Listed entries:

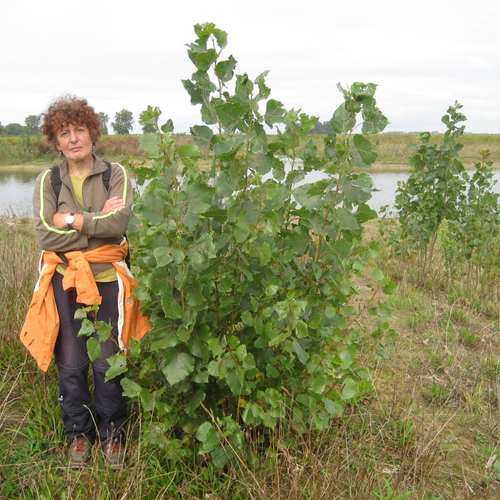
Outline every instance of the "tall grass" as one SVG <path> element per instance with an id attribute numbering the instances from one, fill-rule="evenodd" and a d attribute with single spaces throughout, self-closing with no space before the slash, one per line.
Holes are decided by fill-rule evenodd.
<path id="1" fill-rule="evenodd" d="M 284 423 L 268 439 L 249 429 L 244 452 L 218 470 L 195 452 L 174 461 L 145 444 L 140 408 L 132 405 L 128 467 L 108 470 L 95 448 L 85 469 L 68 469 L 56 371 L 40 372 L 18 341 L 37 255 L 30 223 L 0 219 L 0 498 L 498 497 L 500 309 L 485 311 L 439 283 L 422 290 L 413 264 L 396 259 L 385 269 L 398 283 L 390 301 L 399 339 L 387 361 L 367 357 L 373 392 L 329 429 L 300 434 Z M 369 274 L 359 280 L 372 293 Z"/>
==
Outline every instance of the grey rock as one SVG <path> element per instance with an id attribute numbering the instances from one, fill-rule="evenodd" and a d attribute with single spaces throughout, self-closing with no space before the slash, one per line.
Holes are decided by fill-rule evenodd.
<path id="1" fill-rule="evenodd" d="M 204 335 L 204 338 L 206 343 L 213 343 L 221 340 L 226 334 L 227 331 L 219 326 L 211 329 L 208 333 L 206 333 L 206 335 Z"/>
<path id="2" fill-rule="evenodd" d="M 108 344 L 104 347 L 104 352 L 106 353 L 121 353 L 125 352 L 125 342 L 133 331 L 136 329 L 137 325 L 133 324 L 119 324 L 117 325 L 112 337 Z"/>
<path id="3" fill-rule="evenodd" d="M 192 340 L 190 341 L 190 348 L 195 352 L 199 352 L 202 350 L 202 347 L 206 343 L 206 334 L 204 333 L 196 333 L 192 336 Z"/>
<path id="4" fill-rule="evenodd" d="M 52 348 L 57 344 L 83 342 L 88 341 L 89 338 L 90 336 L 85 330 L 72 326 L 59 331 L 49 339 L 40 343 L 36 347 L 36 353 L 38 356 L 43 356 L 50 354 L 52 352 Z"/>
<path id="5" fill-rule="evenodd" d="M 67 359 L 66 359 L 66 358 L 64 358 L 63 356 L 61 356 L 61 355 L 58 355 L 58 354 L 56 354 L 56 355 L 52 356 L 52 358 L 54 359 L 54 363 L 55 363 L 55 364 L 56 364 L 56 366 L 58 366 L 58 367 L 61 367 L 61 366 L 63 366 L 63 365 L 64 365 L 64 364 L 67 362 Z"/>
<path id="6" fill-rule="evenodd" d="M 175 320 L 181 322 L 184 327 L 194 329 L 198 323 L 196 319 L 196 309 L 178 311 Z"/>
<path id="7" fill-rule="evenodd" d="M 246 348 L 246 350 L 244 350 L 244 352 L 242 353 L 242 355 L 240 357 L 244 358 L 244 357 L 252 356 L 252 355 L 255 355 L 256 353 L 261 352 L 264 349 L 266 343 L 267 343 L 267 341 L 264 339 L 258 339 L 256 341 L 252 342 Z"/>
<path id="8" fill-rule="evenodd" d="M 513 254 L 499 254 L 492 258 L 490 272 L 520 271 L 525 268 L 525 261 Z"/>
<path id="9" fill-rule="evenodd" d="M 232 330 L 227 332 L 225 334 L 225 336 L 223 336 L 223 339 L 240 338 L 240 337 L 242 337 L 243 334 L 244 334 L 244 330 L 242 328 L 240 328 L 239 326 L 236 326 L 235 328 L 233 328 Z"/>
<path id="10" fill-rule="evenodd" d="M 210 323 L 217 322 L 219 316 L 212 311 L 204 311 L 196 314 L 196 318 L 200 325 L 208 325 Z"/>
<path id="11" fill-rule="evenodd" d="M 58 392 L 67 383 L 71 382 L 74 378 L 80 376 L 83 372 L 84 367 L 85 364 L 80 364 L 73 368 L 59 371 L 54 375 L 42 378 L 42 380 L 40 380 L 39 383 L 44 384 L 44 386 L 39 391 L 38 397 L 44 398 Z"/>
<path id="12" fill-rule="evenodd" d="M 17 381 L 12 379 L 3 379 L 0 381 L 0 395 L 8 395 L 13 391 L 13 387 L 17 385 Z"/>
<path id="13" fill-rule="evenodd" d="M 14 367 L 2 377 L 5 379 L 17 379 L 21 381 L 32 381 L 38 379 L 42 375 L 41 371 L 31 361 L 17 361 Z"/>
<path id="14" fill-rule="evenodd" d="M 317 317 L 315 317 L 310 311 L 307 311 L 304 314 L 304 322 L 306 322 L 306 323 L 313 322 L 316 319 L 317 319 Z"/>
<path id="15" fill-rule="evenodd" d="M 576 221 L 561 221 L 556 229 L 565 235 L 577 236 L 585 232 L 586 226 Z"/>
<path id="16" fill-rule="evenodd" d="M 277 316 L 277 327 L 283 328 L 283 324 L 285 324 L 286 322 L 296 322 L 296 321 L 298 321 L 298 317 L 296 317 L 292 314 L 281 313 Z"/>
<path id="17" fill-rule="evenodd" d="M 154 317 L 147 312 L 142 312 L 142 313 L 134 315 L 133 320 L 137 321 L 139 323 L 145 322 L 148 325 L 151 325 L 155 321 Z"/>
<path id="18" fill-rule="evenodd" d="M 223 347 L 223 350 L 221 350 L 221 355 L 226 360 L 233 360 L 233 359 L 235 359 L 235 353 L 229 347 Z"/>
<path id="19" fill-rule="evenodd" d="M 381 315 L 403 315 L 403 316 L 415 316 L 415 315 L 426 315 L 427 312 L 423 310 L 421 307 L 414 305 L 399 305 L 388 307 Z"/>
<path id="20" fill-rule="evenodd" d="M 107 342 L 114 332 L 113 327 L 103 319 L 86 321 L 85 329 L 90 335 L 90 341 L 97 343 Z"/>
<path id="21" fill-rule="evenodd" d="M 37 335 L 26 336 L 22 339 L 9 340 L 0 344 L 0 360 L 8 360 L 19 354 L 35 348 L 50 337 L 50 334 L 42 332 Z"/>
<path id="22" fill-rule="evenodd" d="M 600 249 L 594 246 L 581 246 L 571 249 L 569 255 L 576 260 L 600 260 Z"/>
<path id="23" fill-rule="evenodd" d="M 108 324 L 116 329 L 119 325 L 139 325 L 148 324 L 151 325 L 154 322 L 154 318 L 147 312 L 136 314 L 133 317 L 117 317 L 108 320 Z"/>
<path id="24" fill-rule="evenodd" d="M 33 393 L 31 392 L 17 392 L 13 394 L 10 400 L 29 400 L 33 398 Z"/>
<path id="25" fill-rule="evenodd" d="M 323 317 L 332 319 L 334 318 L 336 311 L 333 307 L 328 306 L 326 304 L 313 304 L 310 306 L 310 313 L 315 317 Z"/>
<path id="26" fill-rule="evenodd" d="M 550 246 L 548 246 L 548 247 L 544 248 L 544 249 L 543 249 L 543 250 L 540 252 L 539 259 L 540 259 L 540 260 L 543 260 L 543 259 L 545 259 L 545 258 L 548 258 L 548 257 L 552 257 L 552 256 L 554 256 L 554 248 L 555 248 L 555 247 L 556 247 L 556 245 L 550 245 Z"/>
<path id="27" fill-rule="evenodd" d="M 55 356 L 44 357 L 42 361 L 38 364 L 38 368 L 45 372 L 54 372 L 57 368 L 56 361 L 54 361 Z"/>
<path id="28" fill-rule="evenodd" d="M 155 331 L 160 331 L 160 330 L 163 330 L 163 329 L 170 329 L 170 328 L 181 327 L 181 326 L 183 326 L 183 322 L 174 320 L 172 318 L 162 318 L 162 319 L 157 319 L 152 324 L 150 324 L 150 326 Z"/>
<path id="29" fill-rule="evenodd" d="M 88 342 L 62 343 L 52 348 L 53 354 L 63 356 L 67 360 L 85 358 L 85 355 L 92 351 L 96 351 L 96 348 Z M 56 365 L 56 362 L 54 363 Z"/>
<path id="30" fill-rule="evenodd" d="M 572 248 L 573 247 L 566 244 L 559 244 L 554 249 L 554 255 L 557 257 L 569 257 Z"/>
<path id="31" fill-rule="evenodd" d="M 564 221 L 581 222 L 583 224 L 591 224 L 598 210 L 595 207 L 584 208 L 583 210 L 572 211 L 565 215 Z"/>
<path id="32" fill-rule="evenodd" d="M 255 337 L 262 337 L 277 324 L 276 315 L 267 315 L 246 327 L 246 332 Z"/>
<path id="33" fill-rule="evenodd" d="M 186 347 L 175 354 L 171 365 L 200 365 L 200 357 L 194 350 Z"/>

Try it:
Out of the lines in the listing, count the ones with the word "instance", then give only the number.

Solution for this problem:
2